— START OF Records to process —
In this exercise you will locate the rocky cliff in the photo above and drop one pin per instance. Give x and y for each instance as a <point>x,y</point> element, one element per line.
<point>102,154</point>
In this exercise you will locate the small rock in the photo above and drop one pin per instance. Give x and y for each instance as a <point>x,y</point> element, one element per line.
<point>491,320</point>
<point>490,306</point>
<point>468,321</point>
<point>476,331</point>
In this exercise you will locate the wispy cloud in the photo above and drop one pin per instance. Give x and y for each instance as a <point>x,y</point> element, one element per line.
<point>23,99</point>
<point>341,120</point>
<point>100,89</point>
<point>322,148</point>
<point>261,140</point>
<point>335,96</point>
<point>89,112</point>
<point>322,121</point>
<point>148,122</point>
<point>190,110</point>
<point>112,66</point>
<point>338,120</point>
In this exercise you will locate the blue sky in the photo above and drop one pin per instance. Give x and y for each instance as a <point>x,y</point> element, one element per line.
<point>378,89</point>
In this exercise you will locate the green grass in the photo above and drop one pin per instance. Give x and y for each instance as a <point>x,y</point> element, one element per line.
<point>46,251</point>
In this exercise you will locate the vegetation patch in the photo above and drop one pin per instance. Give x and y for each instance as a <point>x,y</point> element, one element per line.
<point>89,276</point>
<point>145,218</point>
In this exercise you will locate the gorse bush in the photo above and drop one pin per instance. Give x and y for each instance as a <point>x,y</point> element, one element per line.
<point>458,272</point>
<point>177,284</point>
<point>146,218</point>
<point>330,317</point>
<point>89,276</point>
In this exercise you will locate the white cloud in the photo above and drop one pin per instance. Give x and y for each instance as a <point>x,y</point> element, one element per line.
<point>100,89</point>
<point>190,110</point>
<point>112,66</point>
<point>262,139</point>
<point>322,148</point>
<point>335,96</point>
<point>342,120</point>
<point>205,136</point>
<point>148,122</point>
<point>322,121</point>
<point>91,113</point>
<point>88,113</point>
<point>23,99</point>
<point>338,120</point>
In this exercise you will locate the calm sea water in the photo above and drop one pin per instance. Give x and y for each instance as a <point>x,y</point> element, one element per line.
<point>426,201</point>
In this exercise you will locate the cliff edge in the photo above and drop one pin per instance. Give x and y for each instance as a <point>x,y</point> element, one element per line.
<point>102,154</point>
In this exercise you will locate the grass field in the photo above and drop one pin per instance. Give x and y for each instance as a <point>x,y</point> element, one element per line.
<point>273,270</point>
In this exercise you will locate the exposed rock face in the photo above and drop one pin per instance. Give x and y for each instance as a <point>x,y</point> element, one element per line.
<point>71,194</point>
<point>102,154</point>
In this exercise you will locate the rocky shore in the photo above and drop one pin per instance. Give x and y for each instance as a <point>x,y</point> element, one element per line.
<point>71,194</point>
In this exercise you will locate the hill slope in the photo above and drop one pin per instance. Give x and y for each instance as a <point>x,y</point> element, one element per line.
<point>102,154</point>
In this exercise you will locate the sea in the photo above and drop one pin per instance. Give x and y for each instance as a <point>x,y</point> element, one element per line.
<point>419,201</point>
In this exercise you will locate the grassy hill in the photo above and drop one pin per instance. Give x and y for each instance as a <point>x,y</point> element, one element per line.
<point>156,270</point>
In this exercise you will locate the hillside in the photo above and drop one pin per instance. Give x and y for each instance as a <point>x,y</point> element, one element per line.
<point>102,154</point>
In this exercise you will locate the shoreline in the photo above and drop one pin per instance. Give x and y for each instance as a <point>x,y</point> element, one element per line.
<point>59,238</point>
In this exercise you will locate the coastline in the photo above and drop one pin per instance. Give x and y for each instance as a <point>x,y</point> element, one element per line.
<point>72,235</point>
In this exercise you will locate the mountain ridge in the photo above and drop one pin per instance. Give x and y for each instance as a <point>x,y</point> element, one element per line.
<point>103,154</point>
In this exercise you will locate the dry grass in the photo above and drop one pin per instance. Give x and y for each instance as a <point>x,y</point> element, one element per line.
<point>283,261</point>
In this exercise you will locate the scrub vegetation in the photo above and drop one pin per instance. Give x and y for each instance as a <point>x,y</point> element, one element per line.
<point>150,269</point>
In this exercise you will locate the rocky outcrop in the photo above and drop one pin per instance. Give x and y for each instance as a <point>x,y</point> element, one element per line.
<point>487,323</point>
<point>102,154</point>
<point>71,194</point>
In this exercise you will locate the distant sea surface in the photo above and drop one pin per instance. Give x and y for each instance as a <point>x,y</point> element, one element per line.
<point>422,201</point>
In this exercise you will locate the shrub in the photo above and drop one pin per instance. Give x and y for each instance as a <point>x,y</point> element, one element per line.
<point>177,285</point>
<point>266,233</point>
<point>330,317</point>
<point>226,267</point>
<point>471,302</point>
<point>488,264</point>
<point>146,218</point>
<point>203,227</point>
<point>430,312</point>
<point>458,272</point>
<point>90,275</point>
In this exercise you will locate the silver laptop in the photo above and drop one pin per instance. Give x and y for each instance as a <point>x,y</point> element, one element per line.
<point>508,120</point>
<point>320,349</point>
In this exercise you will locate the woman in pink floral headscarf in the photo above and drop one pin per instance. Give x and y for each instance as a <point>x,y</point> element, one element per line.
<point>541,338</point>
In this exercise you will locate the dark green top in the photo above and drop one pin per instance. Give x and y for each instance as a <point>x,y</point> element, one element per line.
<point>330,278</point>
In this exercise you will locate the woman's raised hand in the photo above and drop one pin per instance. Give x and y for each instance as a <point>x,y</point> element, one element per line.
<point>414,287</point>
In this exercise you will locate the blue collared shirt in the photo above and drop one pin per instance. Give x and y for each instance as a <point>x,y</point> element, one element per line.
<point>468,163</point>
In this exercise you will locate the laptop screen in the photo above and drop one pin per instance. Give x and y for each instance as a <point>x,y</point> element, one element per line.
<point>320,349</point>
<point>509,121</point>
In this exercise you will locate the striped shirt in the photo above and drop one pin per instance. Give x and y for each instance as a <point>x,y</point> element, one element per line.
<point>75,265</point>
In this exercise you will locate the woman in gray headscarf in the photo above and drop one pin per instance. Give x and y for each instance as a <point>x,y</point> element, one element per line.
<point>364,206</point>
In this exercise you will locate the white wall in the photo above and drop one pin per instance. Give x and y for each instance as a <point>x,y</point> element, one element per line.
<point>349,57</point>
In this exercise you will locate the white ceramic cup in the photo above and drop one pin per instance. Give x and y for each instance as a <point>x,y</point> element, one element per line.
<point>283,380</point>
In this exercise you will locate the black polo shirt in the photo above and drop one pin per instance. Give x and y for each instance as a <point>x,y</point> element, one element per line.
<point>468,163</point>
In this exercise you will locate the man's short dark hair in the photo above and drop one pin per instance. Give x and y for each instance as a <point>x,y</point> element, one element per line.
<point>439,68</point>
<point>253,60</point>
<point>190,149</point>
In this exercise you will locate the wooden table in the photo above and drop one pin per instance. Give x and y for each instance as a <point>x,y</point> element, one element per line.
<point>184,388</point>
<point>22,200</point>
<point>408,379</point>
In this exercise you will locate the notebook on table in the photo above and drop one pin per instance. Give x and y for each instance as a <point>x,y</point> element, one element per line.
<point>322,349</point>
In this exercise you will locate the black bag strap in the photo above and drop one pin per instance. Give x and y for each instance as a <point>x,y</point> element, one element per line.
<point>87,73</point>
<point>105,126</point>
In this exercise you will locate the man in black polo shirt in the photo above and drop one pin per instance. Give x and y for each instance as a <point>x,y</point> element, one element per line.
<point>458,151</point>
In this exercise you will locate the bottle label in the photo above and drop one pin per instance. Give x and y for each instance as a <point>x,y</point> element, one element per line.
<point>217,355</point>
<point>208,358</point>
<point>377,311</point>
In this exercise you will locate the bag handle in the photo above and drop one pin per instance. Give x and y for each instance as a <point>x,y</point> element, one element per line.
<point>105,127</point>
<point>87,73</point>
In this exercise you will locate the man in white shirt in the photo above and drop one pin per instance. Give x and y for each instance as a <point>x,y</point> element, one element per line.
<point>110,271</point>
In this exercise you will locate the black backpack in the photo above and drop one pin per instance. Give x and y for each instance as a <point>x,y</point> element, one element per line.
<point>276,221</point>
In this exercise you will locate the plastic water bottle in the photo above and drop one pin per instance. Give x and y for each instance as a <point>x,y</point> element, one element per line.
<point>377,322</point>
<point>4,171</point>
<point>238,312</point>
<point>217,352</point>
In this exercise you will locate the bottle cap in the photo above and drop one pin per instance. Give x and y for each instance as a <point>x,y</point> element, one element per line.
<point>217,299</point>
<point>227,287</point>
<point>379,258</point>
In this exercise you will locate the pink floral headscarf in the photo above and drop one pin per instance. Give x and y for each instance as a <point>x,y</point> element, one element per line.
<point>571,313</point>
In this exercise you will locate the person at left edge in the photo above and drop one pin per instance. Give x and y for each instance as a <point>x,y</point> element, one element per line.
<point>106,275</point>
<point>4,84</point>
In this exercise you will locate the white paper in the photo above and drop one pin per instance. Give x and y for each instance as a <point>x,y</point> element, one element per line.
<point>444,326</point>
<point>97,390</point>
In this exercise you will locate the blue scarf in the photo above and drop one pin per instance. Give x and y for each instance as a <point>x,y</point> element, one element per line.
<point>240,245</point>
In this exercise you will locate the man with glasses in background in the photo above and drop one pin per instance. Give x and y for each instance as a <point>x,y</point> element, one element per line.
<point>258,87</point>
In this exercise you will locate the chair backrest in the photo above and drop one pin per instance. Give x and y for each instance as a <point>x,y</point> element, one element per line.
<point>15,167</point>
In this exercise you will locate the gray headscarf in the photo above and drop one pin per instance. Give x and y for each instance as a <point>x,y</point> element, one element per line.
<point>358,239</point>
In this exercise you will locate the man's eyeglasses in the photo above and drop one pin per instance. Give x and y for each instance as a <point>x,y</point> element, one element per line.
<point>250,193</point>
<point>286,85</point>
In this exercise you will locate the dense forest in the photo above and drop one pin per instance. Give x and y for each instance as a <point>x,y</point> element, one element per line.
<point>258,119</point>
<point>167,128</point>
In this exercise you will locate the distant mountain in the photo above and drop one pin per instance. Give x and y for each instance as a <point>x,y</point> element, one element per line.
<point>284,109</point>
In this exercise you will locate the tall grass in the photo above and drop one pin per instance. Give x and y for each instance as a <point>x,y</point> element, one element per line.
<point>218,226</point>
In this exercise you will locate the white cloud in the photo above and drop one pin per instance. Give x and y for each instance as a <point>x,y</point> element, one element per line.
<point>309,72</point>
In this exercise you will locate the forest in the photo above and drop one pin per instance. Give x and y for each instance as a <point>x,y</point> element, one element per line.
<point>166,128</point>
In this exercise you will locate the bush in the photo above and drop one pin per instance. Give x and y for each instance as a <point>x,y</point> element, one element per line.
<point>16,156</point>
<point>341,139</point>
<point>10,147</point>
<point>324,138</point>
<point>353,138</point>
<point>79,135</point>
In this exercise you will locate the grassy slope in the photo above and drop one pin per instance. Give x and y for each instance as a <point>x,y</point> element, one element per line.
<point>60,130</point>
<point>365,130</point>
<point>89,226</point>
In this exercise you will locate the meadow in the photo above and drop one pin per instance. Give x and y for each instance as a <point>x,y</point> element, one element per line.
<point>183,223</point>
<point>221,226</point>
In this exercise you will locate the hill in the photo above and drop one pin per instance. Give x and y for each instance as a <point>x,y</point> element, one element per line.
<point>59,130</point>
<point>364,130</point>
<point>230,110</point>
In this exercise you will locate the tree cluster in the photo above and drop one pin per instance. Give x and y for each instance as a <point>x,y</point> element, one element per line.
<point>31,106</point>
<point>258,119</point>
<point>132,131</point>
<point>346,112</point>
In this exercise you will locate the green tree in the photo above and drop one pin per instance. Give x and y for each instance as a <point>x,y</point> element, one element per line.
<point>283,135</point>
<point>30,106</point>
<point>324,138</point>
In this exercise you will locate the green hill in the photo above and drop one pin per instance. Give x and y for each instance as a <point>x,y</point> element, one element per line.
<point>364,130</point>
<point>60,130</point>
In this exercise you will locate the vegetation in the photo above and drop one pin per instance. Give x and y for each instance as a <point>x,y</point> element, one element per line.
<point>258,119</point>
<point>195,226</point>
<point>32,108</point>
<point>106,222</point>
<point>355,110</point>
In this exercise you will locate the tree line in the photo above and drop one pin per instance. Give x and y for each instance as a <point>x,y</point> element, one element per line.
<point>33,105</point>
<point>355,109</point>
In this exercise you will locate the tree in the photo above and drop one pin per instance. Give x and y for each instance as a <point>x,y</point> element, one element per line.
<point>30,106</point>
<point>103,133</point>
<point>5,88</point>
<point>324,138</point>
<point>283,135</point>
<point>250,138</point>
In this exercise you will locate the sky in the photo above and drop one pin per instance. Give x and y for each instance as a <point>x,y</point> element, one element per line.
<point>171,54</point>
— END OF Records to process —
(Goal) Please copy the lines of the data above exactly, from the line containing "In this exercise you will locate the mountain" through the line containing "<point>422,201</point>", including both of those lines.

(Response to the task)
In this exercise you will locate the mountain ridge in the photo above and drop one pin per instance. Give x and y for each instance as a <point>x,y</point> element, one element per line.
<point>103,154</point>
In this exercise you will locate the dry grass in the photo above and drop one pin per instance. Give x and y for each instance as a <point>x,y</point> element, one element per line.
<point>283,261</point>
In this exercise you will locate the scrub vegetation in the photo above and drop one pin per instance. Give x and y for each instance as a <point>x,y</point> element, one element per line.
<point>150,269</point>
In this exercise you will locate the rocky outcrop in the photo above and drop one pin per instance. Give x and y for each instance as a <point>x,y</point> element, one element per line.
<point>487,323</point>
<point>102,154</point>
<point>71,194</point>
In this exercise you will locate the distant sea surface in the photo above and drop one pin per instance. Give x and y for each instance as a <point>x,y</point> element, one element per line.
<point>422,201</point>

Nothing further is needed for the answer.